• **TASK**: Quote each of the records below word for word.

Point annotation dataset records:
--- begin ---
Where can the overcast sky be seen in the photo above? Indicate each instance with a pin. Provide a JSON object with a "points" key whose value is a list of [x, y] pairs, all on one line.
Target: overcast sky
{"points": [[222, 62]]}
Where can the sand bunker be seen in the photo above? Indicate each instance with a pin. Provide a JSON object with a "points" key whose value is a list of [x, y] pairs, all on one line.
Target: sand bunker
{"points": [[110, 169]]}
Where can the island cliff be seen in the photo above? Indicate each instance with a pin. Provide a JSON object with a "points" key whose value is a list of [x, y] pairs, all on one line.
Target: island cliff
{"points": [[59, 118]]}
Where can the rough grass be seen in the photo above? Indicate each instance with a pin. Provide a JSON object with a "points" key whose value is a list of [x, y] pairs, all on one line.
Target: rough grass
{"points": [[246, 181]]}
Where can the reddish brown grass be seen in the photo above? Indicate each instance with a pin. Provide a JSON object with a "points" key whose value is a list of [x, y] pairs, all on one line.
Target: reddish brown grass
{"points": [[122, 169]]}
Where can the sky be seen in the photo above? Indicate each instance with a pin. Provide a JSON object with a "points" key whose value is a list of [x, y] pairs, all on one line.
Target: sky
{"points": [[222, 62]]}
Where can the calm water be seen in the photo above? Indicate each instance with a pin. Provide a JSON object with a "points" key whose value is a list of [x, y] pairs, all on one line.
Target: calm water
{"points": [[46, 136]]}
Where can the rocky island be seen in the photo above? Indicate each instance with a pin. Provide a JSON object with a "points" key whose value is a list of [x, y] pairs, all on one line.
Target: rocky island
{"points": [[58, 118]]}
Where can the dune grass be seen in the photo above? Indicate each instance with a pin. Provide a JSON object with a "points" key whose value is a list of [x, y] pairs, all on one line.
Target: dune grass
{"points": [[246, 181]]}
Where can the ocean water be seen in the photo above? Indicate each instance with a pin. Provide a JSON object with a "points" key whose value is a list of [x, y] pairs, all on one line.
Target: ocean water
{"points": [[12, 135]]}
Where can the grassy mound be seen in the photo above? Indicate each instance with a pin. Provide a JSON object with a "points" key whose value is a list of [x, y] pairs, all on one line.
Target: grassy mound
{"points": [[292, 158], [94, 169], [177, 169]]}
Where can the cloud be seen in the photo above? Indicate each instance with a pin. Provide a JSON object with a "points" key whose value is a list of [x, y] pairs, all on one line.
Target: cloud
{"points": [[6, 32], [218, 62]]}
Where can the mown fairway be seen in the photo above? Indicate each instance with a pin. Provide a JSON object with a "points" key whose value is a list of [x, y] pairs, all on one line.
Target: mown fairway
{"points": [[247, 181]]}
--- end ---
• **OUTPUT FOR THIS TASK**:
Where can the overcast sky be seen in the photo above? Indicate each instance with a pin. Provide a JSON object with a "points" key whose value is a list of [x, y] pairs, all on one line.
Target: overcast sky
{"points": [[222, 62]]}
Where can the sand bunker be seen in the photo above? Indicate each instance with a pin. Provide a JSON object with a "points" key whose value is a list of [x, y] pairs, all on one line.
Target: sand bunker
{"points": [[110, 169]]}
Where can the island cliff be seen in the photo above? Indicate each instance with a pin. Provide a JSON object with a "points" key whose value is a list of [x, y] pairs, all on one line.
Target: island cliff
{"points": [[59, 118]]}
Where can the rough grass be seen in the photo above? Indicate each instance with a pin. Provide a JSON object with a "points" key whose value is a list of [x, y] pairs, all on one line.
Target: rough grass
{"points": [[246, 181]]}
Where can the reddish brown grass be seen in the photo above? Indicate each instance with a pin. Provide a JSON object with a "points" key whose value is a list of [x, y] pairs, all on one line.
Target: reddish brown grass
{"points": [[122, 169]]}
Where can the sky be seen in the photo above? Indicate each instance with a pin. Provide a JSON object with a "points" key whose value is a list of [x, y] pairs, all on one line.
Target: sky
{"points": [[222, 62]]}
Where can the calm water be seen in the photo above? Indicate each instance with a pin. Provide a JSON object with a "points" key whose value is a list of [x, y] pairs, all on one line.
Target: calm water
{"points": [[46, 136]]}
Where can the rocky island be seen in the photo above? Indicate each instance with a pin. Provide a JSON object with a "points" key whose value is a list of [x, y] pairs, all on one line.
Target: rocky island
{"points": [[58, 118]]}
Where can the dune grass be seen in the photo above? Indicate each instance with a pin. Provide a JSON object with a "points" key whose value is a list of [x, y] pairs, all on one line.
Target: dune grass
{"points": [[246, 181]]}
Where can the ocean water be seen in the photo above? Indicate each instance with a pin. Provide a JSON object with a "points" key whose value is a list of [x, y] pairs, all on one line.
Target: ocean water
{"points": [[12, 135]]}
Where can the grassy mound be seen in the photo above? Indicate each instance with a pin. Provide a JSON object with a "points" key whose value is a list of [x, y] pairs, all on one line.
Target: grassy mound
{"points": [[292, 158], [94, 169], [177, 169]]}
Where can the cloud be seen in the photo above? Indicate each instance with a pin. Provide a JSON object with a "points" key whose value is a list of [x, y] pairs, all on one line.
Target: cloud
{"points": [[6, 32], [218, 62]]}
Where can the mown fairway be seen in the photo above? Indicate each instance with a pin. Provide a JSON object with a "points" key whose value is a list of [x, y] pairs, all on one line.
Target: mown fairway
{"points": [[247, 181]]}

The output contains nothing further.